◆ Task 1
Answer these questions about the passage on AV calibration:
(a) What three things must calibration follow to be meaningful?
(b) What does commissioning ensure?
(c) How should a well-engineered system sound and look before calibration begins?

━━━━━ Document passage ━━━━━

Why Calibration Must Follow Proper Design & Commissioning

Calibration is only meaningful when it follows:

  1. Correct system design
  2. Proper installation and integration
  3. Thorough commissioning

Commissioning ensures that every component functions correctly as a system.
Calibration then fine-tunes performance within that correctly functioning system.

Attempting calibration without proper commissioning is similar to adjusting a precision instrument before it has been assembled correctly — results are unpredictable and often misleading.

The Risk of Over-Expectation from Calibration

Many AV systems underperform not because calibration was absent, but because calibration was expected to compensate for earlier compromises.  Over-reliance on calibration can:

  • Mask underlying design issues temporarily
  • Create unrealistic expectations
  • Lead to repeated recalibration without lasting improvement
  • Increase long-term maintenance cost and frustration

A well-engineered system should sound and look fundamentally correct before calibration begins.

━━━━━ Dataset entries ━━━━━

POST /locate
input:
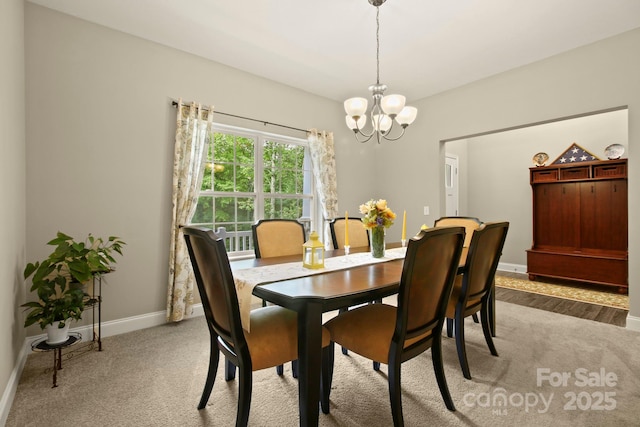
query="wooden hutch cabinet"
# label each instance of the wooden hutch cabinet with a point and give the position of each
(580, 222)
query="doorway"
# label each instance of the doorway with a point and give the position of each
(451, 185)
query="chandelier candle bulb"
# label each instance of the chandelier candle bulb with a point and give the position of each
(404, 226)
(346, 228)
(385, 109)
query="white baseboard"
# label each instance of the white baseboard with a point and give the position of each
(12, 385)
(110, 328)
(633, 323)
(512, 268)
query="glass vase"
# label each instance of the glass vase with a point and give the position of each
(377, 242)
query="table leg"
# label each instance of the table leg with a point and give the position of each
(492, 309)
(309, 363)
(56, 365)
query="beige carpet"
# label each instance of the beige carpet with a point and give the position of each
(154, 377)
(584, 293)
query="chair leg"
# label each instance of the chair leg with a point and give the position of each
(214, 359)
(436, 358)
(229, 370)
(327, 376)
(462, 352)
(395, 391)
(244, 396)
(487, 330)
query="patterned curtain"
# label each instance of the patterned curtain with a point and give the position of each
(193, 126)
(323, 160)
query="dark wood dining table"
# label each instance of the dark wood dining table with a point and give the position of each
(314, 295)
(311, 296)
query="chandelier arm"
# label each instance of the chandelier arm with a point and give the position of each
(367, 138)
(378, 116)
(384, 135)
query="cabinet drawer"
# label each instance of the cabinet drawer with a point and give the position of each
(544, 175)
(610, 171)
(574, 173)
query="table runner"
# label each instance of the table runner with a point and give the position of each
(248, 278)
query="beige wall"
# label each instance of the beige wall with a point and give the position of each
(592, 78)
(100, 141)
(12, 189)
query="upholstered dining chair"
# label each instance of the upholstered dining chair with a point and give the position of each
(358, 235)
(393, 335)
(470, 225)
(472, 290)
(273, 339)
(278, 237)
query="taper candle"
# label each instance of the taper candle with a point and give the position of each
(346, 228)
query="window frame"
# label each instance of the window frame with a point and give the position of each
(313, 222)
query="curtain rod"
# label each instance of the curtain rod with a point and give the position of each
(175, 104)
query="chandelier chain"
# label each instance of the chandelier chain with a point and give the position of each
(377, 44)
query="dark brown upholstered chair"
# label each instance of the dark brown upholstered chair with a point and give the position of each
(468, 222)
(273, 339)
(393, 335)
(358, 235)
(472, 290)
(278, 237)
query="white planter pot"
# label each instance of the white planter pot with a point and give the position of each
(56, 335)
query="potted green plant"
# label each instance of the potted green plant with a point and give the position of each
(60, 280)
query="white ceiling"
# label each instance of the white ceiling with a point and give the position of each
(328, 47)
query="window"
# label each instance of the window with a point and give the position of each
(251, 175)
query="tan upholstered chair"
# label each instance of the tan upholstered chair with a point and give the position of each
(358, 236)
(393, 335)
(472, 290)
(277, 237)
(470, 225)
(274, 333)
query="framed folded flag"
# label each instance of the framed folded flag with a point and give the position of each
(575, 154)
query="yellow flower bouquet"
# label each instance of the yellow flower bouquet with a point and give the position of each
(376, 217)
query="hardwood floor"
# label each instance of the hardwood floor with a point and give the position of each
(599, 313)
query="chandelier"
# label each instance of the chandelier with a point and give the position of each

━━━━━

◆ Task 2
Locate every line in the rows above that contains the string "window", and copy each one. Case counts.

◆ Final answer 1
(a) Correct system design, proper installation and integration, and thorough commissioning.
(b) That every component functions correctly as a system.
(c) Fundamentally correct.

◆ Final answer 2
query="window frame"
# label each instance of the window frame with a point and give the position of each
query="window"
# label each instance of the window with a point and give the position of each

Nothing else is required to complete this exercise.